● **TASK PROMPT**: Show me each line of the listing below where the word "building" appears.

**** INPUT

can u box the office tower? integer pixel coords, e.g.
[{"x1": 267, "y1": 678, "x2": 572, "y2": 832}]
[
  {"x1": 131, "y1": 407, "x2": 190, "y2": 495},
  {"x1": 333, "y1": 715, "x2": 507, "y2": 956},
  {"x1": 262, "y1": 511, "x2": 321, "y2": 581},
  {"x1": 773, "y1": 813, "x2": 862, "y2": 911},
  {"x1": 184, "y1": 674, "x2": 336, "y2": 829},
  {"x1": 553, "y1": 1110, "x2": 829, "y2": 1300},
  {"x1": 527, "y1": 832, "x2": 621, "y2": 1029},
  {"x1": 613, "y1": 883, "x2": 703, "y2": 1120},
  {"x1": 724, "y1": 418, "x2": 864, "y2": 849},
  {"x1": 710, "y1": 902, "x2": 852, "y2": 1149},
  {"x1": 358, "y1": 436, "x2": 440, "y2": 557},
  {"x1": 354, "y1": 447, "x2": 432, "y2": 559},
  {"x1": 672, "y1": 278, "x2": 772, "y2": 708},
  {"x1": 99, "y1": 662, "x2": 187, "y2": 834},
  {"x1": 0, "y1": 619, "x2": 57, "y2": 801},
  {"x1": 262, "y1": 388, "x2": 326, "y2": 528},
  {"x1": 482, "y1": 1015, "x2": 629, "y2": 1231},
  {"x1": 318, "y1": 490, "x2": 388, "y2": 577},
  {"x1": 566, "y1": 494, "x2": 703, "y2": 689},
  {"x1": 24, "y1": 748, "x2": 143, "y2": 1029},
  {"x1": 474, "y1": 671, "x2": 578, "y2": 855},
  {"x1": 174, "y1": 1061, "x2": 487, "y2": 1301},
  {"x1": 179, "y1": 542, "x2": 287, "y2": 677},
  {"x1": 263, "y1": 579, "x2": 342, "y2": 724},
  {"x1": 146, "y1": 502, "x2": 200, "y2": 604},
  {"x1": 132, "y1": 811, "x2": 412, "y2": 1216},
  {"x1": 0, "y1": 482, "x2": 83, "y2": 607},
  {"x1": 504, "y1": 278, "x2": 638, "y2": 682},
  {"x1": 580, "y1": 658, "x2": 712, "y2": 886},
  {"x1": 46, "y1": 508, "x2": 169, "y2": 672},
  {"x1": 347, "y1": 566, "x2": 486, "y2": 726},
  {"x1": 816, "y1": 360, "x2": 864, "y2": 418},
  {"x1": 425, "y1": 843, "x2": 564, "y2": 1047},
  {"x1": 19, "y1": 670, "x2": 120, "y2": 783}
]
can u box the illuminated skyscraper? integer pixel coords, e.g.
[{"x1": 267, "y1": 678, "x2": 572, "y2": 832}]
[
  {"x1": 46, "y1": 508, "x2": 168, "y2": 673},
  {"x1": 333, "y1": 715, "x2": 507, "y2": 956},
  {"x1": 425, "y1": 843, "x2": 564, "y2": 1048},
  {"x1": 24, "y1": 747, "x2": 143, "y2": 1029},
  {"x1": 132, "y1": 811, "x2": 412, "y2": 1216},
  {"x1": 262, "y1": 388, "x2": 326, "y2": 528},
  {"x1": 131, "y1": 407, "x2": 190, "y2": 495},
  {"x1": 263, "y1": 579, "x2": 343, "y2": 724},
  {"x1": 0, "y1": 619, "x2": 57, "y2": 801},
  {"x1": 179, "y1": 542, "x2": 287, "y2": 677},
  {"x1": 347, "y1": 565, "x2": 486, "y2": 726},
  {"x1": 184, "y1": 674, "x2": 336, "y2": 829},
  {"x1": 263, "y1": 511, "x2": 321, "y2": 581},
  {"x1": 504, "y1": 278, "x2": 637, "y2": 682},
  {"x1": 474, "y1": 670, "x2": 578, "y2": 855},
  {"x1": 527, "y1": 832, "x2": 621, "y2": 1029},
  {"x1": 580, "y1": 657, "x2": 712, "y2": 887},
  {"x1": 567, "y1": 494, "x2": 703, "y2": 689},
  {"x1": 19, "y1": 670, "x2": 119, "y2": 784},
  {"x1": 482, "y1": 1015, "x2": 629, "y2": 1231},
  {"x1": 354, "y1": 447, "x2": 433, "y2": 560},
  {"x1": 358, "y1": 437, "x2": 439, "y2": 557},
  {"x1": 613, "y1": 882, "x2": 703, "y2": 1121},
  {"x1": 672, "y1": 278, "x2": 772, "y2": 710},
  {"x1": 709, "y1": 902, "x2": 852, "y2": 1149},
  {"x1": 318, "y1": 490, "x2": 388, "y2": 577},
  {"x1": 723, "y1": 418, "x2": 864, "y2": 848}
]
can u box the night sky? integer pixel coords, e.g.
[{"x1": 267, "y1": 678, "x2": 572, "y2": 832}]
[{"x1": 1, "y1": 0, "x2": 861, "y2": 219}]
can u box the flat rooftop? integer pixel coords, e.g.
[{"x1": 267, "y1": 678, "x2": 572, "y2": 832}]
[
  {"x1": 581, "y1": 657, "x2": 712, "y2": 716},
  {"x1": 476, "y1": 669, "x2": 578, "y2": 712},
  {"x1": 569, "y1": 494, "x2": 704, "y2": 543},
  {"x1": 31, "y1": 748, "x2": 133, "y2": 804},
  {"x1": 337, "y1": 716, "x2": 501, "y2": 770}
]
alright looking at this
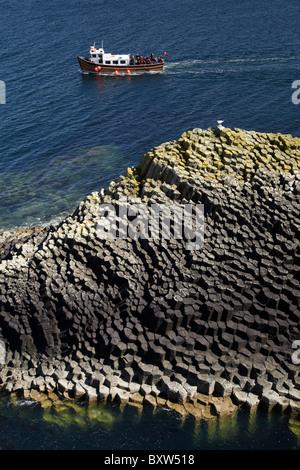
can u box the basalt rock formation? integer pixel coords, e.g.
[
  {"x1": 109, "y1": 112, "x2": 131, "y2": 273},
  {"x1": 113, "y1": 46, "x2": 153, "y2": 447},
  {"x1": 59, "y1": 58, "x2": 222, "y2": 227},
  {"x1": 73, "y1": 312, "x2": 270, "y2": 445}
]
[{"x1": 0, "y1": 126, "x2": 299, "y2": 418}]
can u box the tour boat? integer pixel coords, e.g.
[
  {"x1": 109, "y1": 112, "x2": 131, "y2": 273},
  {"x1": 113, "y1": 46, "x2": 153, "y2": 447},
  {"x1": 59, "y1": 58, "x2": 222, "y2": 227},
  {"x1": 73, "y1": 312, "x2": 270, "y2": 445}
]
[{"x1": 77, "y1": 43, "x2": 165, "y2": 75}]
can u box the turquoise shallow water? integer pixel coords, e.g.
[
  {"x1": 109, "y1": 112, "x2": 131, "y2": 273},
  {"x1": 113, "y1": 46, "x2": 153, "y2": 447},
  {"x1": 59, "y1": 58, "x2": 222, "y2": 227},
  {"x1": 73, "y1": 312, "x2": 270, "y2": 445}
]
[
  {"x1": 0, "y1": 0, "x2": 299, "y2": 450},
  {"x1": 0, "y1": 396, "x2": 299, "y2": 450},
  {"x1": 0, "y1": 0, "x2": 299, "y2": 229}
]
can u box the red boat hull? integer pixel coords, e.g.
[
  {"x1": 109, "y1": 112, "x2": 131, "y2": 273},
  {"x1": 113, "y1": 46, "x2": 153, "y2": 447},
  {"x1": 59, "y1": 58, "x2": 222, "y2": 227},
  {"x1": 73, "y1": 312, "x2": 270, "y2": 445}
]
[{"x1": 77, "y1": 56, "x2": 164, "y2": 75}]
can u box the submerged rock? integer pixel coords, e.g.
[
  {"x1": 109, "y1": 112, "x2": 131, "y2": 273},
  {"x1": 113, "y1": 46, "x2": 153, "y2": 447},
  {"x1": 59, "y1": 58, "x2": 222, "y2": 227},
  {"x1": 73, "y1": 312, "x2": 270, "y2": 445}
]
[{"x1": 0, "y1": 126, "x2": 299, "y2": 417}]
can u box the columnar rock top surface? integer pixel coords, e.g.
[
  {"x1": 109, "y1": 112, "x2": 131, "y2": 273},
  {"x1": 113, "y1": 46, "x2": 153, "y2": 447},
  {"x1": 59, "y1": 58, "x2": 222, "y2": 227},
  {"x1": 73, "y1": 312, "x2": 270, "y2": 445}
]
[{"x1": 0, "y1": 126, "x2": 299, "y2": 416}]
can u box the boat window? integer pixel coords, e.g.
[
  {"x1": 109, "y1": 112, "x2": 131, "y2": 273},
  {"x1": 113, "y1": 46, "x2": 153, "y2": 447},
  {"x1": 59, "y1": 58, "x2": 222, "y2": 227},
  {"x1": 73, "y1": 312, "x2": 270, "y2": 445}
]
[
  {"x1": 105, "y1": 61, "x2": 111, "y2": 64},
  {"x1": 120, "y1": 60, "x2": 126, "y2": 64},
  {"x1": 113, "y1": 60, "x2": 118, "y2": 65},
  {"x1": 92, "y1": 54, "x2": 97, "y2": 58}
]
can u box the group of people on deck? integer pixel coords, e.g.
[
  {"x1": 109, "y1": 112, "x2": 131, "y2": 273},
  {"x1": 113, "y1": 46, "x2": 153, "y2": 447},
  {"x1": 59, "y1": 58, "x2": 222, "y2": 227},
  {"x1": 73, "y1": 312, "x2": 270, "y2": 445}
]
[{"x1": 130, "y1": 51, "x2": 164, "y2": 65}]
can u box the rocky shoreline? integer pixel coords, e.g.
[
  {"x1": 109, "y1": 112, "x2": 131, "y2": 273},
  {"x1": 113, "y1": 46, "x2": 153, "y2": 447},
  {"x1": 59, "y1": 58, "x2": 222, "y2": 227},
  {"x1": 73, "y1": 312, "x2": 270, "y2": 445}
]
[{"x1": 0, "y1": 125, "x2": 299, "y2": 419}]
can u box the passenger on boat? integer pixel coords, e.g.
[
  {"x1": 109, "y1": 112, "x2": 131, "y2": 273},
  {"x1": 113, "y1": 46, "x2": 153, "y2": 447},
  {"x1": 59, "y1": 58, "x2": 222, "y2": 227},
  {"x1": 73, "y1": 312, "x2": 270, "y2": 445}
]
[{"x1": 130, "y1": 52, "x2": 163, "y2": 66}]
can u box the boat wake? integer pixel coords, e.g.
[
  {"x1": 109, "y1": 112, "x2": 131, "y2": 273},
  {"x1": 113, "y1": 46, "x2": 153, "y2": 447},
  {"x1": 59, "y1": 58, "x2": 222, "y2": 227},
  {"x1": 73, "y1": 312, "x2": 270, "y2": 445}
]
[{"x1": 164, "y1": 55, "x2": 298, "y2": 75}]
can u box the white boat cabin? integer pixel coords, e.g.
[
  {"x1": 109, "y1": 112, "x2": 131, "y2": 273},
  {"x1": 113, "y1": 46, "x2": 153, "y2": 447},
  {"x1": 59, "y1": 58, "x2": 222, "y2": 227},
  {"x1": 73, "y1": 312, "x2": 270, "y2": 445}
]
[{"x1": 89, "y1": 44, "x2": 130, "y2": 66}]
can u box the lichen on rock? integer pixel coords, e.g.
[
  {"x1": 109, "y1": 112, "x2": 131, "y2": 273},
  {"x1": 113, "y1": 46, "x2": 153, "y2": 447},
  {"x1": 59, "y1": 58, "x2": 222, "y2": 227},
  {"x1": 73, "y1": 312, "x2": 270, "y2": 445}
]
[{"x1": 0, "y1": 125, "x2": 299, "y2": 418}]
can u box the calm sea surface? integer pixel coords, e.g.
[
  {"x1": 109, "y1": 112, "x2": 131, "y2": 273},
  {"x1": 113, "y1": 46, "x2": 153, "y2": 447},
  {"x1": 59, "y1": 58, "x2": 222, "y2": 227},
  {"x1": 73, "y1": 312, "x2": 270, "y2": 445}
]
[
  {"x1": 0, "y1": 0, "x2": 299, "y2": 450},
  {"x1": 0, "y1": 397, "x2": 299, "y2": 450}
]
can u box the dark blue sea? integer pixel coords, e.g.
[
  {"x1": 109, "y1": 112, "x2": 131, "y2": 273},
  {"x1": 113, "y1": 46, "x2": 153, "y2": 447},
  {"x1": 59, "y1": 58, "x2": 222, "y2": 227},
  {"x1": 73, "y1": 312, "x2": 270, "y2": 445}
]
[{"x1": 0, "y1": 0, "x2": 299, "y2": 450}]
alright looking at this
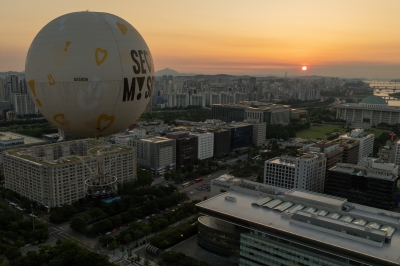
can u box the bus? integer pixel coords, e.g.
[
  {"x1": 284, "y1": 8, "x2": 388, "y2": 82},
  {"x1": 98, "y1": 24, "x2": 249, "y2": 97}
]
[{"x1": 182, "y1": 182, "x2": 190, "y2": 188}]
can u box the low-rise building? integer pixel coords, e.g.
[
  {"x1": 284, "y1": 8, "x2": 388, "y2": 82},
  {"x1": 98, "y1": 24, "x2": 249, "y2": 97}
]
[
  {"x1": 326, "y1": 158, "x2": 398, "y2": 211},
  {"x1": 198, "y1": 179, "x2": 400, "y2": 266}
]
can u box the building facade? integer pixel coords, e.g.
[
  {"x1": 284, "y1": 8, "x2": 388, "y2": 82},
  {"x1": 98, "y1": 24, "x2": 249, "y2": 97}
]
[
  {"x1": 197, "y1": 182, "x2": 400, "y2": 266},
  {"x1": 340, "y1": 128, "x2": 374, "y2": 161},
  {"x1": 4, "y1": 140, "x2": 136, "y2": 208},
  {"x1": 264, "y1": 153, "x2": 326, "y2": 192},
  {"x1": 326, "y1": 158, "x2": 398, "y2": 211},
  {"x1": 165, "y1": 131, "x2": 198, "y2": 166},
  {"x1": 213, "y1": 129, "x2": 231, "y2": 157},
  {"x1": 336, "y1": 95, "x2": 400, "y2": 126},
  {"x1": 132, "y1": 137, "x2": 176, "y2": 176},
  {"x1": 190, "y1": 132, "x2": 214, "y2": 160},
  {"x1": 226, "y1": 124, "x2": 253, "y2": 150}
]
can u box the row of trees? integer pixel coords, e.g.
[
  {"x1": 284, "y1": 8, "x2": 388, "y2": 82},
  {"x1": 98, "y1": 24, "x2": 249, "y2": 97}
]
[
  {"x1": 9, "y1": 239, "x2": 113, "y2": 266},
  {"x1": 0, "y1": 202, "x2": 49, "y2": 263},
  {"x1": 149, "y1": 218, "x2": 198, "y2": 249},
  {"x1": 158, "y1": 251, "x2": 210, "y2": 266},
  {"x1": 69, "y1": 185, "x2": 190, "y2": 237},
  {"x1": 98, "y1": 202, "x2": 199, "y2": 249}
]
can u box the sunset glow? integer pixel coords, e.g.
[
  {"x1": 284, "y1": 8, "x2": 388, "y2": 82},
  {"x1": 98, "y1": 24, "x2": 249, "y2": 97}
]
[
  {"x1": 1, "y1": 0, "x2": 400, "y2": 78},
  {"x1": 302, "y1": 66, "x2": 307, "y2": 71}
]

********

● **SOLUTION TO THE EXERCISE**:
can u box the low-rise building? integer pixel coords, e.g.
can u box the building facade? integer pixel coords, e.g.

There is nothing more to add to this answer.